▸ **THE TASKS**
- A) According to the forum thread on underfloor heating and solid fuel, how often should the corrosion inhibitor in a heating system be topped up?
- B) Write the next portion of the forum thread on underfloor heating and solid fuel, beginning immediately after its final sentence.

▸ **EXTRACTED TEXT**
-- Start --

Yes, depending on the size of the underfloor circuit(s). A buffer tank may be required but this will have to backed up with solar/oil/gas unless you want a steam engine sized solid fuel boiler to satisfy a large heating load.


----------



## pache (14 Oct 2010)

Would you not be concerened that the solid fuel appliance would cause partial blockages/blockages in the underfloor due to low return water temperatures


----------



## villa 1 (14 Oct 2010)

No, I would have no concerns as long as the solid fuel system was designed properly and not induce the entry of oxygeneted water into the system causing corrosion and sludge build up, re: position of open vent and cold feed.


----------



## fmmc (14 Oct 2010)

Hi Pache (& villa1 if you can help also), why do I need to chemically treat my system each year & how do I do same?  What is the reference to oxygenated water and as I presume it is "unhealthy", how do I seek to avoid this issue?  Thanks


----------



## villa 1 (14 Oct 2010)

Firstly, I would not treat your heating system water every year because there is no need. The plumbing/heating contrator will add a corrosion prohibitor when finally filling your heating system(after flushing out). I would recommend topping up your corrosion inhibitor approximatelly once every three years in conjunction with any servicing that has to carried out on in-situ heating appliances.
Oxygenated water in your heating system is caused by pump-over via the open vent in an open heating system. This water is pumped up the vent pipe (because of poor heating design) and flows into the feed and expansion cistern taking with it oxygen. Oxygen +water +steel(radiators/boiler) = rust build up and sludging, then pinholes in radiators and leaks.
Oxygenated water will also enter a heating system due to a leak(s).
Do not confuse treating heating water with the treatment of private water supplies, whether they are hard or soft.


----------



## pache (16 Oct 2010)

fmmc said:


> Hi Pache (& villa1 if you can help also), why do I need to chemically treat my system each year & how do I do same? What is the reference to oxygenated water and as I presume it is "unhealthy", how do I seek to avoid this issue? Thanks


 
Because running your underfloor heating directly linked to solid fuel on an open vented heating system will cause furring,a process where the inner walls of your underfloor heating pipe become coated with a layer of oxide thus reducing the flow of water through the pipework and in severe,untreated cases,total blockage.

-- End --

▸ **ENTRIES SUPPLIED**

-- Start --

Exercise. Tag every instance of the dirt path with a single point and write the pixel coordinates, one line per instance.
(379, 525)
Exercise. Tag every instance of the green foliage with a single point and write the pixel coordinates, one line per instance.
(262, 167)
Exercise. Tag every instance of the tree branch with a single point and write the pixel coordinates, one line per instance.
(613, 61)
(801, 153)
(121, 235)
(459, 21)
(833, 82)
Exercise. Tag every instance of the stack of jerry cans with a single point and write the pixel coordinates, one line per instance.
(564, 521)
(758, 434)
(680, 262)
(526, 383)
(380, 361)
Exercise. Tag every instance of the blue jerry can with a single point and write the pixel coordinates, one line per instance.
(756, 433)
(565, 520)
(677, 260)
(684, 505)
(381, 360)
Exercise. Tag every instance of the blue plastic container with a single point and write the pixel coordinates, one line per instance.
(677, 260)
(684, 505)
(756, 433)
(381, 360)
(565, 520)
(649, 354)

-- End --

▸ **RESULTS FOR THE EXERCISE**
- A) Approximately once every three years, in conjunction with any servicing of in-situ heating appliances.

- B)
This results in an inefficient,lasy, system that cannot serve the purpose for which it was intended.  

Underfloor heating should be pressurised for it to operate efficiently.

Locate the make of your underfloor system through any brand name visable on the system components or contacting your installer or supplier and ask this supplier/manafacturer does your system carry any warranty against corrosion whilst not connected to a pressurised system.

Please post these findings.

Meanwhile fmmc,you should not have any worries in relation to causing permenant damage to your underfloor system as the associated problems can  be rectified.

This means in straight forward language the pipework that is your underfloor heating will need a good flushing out and re-treated with an addative every so often.This flushing takes place at your underfloor heating manifold .


----------



## villa 1 (17 Oct 2010)

Firstly "Furring" is caused by temporary hard water and results in hard limescale deposits on electical heating elements in hot water systems and in some exteme cases primary flow and return pipes fitted in Direct hot water systems
Furring is not found in central heating systems, but sludging and corrosion poblems will become prevelant in as I have already explained - badly designed open vented heating systems.
I will state again that I see no problem with running underfloor heating from an open vented appliance.
If underfloor has to run on a closed system, this rules out all open vented heating appliance, stoves, ranges etc.
The system is not a huge feat of engineering

Boiler to hot water cyclinder, open vented gravity circuit
Boiler to buffer tank, buffer tank to underfloor manifold, manifold to circuits.


----------



## villa 1 (3 Feb 2011)

As I said previously, nothing, once the system is designed and installed by a competant plumbing contractor.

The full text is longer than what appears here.